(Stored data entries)
===
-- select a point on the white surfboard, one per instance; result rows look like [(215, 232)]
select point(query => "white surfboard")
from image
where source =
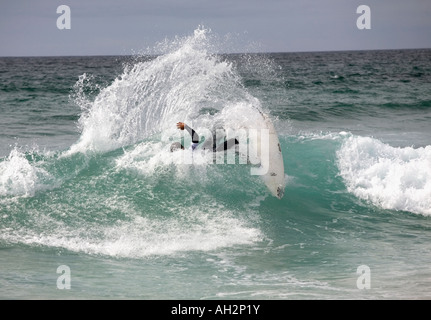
[(274, 177)]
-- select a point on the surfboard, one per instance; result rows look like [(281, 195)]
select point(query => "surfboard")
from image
[(274, 177)]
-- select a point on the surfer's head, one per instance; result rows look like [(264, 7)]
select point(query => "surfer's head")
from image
[(175, 146)]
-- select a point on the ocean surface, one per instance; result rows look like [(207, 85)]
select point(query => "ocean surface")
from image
[(93, 205)]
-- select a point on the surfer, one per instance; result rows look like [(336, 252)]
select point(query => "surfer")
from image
[(195, 141)]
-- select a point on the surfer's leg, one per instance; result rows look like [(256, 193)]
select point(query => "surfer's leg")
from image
[(227, 145)]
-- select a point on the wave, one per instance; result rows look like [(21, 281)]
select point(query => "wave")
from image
[(389, 177), (187, 84)]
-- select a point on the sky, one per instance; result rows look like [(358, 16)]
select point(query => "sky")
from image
[(123, 27)]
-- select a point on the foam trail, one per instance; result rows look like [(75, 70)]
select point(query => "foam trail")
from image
[(19, 177), (392, 178), (151, 96)]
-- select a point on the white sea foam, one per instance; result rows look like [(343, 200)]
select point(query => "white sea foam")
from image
[(19, 177), (389, 177)]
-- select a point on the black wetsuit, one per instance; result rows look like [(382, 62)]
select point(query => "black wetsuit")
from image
[(221, 147)]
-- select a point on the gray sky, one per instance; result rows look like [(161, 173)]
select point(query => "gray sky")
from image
[(110, 27)]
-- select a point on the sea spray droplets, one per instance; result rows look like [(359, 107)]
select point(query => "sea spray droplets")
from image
[(392, 178), (18, 177), (152, 95)]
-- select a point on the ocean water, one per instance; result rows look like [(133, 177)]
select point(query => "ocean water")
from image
[(93, 205)]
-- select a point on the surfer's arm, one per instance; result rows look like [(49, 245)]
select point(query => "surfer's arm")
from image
[(193, 134)]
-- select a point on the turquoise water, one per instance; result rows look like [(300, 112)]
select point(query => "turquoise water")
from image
[(87, 180)]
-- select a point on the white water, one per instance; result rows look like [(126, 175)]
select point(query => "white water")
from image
[(388, 177)]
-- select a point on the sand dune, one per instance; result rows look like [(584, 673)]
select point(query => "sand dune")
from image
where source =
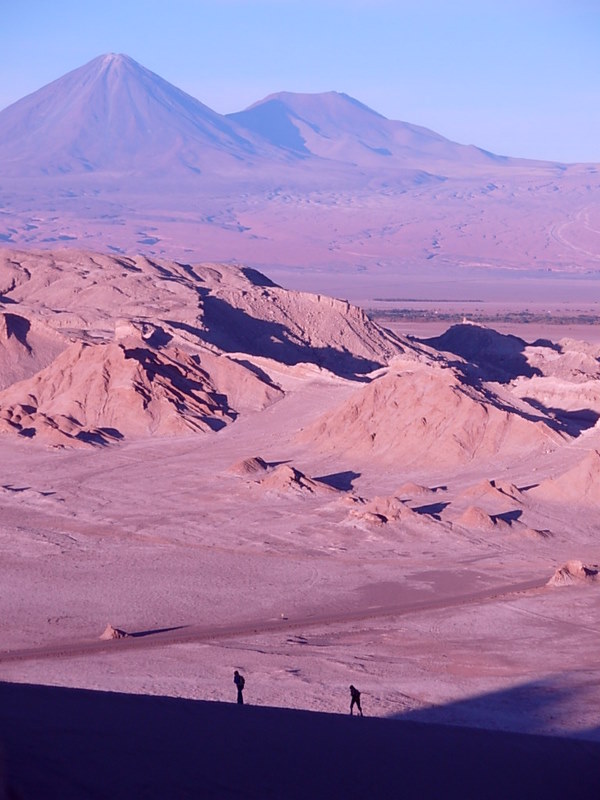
[(286, 478), (418, 413), (574, 571), (249, 466), (98, 393), (25, 347), (579, 485)]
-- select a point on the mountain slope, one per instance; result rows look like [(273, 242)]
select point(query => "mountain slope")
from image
[(114, 114), (336, 126)]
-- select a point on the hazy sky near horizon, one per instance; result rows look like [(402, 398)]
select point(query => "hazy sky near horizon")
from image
[(517, 78)]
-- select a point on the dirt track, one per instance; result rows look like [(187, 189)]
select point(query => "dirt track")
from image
[(194, 633)]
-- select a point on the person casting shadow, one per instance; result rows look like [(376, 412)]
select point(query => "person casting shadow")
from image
[(240, 682), (355, 701)]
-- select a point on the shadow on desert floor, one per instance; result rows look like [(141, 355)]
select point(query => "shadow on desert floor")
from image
[(74, 744), (550, 706)]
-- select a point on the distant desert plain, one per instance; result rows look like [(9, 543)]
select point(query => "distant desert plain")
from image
[(210, 464)]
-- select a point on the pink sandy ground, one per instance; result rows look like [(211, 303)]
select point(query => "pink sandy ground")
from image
[(156, 535)]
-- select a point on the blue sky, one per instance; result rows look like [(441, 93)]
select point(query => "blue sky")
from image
[(517, 78)]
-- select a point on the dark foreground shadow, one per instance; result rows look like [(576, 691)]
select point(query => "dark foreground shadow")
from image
[(76, 744)]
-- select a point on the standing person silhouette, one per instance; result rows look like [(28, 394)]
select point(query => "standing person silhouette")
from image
[(355, 701), (240, 682)]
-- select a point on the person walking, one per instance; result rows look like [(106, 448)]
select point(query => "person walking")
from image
[(355, 700), (240, 683)]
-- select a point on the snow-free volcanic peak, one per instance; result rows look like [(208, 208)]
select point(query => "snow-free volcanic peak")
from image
[(114, 114)]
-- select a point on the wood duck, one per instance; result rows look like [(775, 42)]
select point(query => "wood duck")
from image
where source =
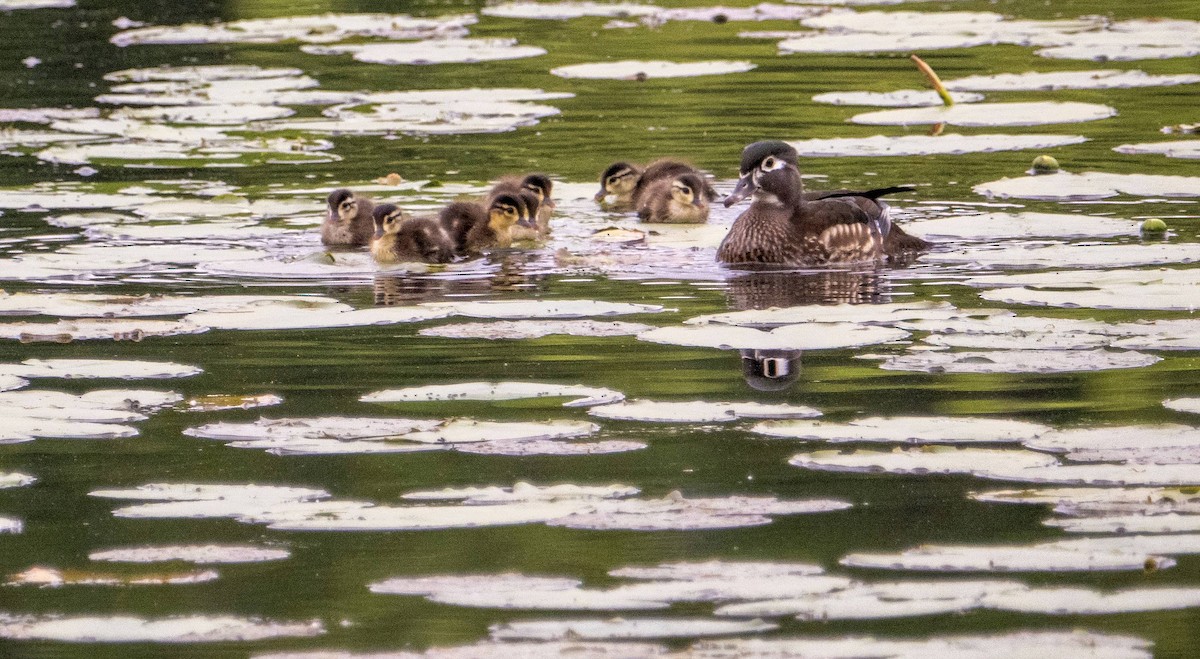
[(783, 226), (480, 228), (399, 239), (535, 190), (348, 220), (679, 199)]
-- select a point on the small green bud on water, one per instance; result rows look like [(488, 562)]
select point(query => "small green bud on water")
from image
[(1153, 226), (1044, 165)]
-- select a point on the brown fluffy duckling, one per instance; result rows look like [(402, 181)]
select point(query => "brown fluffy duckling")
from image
[(784, 227), (676, 199), (481, 228), (348, 220), (399, 239)]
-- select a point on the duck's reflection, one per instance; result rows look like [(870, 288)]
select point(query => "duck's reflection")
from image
[(777, 370)]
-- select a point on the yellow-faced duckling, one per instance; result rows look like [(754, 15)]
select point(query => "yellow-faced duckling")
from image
[(679, 199), (784, 227), (348, 220), (490, 227), (399, 239), (617, 184)]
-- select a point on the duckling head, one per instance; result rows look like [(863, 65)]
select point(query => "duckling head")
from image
[(768, 169), (507, 210), (342, 205), (689, 191), (618, 179), (388, 219), (539, 184)]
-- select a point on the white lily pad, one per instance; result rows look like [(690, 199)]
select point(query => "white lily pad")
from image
[(497, 391), (699, 412), (515, 330), (1005, 558), (880, 313), (201, 555), (990, 114), (1091, 185), (899, 99), (1176, 149), (911, 430), (126, 629), (118, 369), (991, 226), (810, 336), (1033, 81), (639, 70), (924, 460), (16, 479), (1019, 361), (1086, 601), (929, 145), (310, 29), (450, 51), (568, 10), (633, 628)]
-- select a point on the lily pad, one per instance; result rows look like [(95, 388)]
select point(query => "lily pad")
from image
[(699, 412), (125, 629), (1091, 185), (201, 555), (990, 114), (633, 628), (625, 70), (991, 226), (450, 51), (1019, 361), (1033, 81), (910, 430), (498, 391), (516, 330), (929, 145)]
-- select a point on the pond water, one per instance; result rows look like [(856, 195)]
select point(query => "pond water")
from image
[(222, 439)]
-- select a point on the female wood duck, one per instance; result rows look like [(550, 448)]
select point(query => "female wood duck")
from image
[(679, 199), (399, 239), (348, 220), (784, 226), (477, 228)]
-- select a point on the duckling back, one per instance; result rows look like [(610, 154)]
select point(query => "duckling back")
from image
[(348, 219)]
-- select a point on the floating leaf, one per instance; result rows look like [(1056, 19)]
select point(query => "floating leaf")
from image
[(634, 628), (654, 69), (929, 145), (202, 555), (699, 412), (497, 391), (913, 430)]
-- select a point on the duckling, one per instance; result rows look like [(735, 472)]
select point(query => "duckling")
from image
[(666, 169), (495, 228), (678, 199), (783, 227), (399, 239), (618, 183), (348, 220)]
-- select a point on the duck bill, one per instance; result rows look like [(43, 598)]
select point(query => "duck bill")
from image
[(745, 187)]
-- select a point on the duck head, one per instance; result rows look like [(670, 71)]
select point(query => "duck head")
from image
[(767, 167), (342, 205), (507, 210), (388, 219), (618, 179)]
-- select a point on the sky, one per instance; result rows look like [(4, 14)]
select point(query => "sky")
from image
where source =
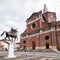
[(13, 13)]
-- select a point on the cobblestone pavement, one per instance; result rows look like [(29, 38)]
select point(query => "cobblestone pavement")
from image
[(32, 56)]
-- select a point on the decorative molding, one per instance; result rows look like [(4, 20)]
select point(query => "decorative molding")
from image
[(41, 32)]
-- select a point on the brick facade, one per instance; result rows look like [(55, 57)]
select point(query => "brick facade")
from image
[(42, 32)]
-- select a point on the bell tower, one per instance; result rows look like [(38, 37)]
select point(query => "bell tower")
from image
[(45, 9)]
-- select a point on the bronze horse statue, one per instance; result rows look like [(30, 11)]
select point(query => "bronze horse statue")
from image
[(12, 33)]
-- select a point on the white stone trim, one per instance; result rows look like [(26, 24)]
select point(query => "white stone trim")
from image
[(41, 32), (58, 29), (35, 34), (34, 20)]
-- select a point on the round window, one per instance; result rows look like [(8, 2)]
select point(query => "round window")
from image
[(46, 37), (33, 25)]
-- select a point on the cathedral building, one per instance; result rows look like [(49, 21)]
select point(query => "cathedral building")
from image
[(42, 31)]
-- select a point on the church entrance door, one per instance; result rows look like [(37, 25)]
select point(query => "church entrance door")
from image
[(47, 45), (33, 45)]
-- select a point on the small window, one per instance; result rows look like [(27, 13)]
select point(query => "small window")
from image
[(46, 37), (33, 25)]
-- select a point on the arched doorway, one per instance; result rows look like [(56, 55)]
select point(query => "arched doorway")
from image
[(47, 45), (33, 45)]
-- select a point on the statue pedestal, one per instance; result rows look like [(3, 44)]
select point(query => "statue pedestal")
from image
[(10, 50)]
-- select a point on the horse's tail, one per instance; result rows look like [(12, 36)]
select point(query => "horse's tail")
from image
[(3, 33)]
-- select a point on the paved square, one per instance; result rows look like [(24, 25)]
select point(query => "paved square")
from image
[(32, 56)]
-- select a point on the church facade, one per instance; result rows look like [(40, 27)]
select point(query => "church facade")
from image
[(42, 31)]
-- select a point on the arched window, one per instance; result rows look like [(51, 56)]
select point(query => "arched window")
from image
[(33, 25), (46, 37)]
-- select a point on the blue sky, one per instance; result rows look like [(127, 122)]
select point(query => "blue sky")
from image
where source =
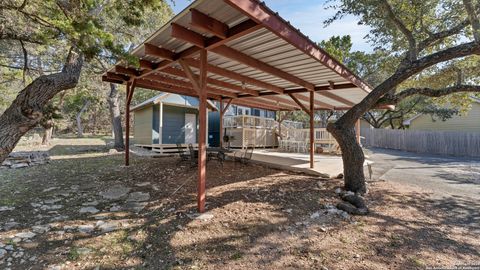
===
■ **Exercise prompt**:
Since only a number is wanted, please say how many lines in the data include the word "lily".

■ **Result for this task**:
4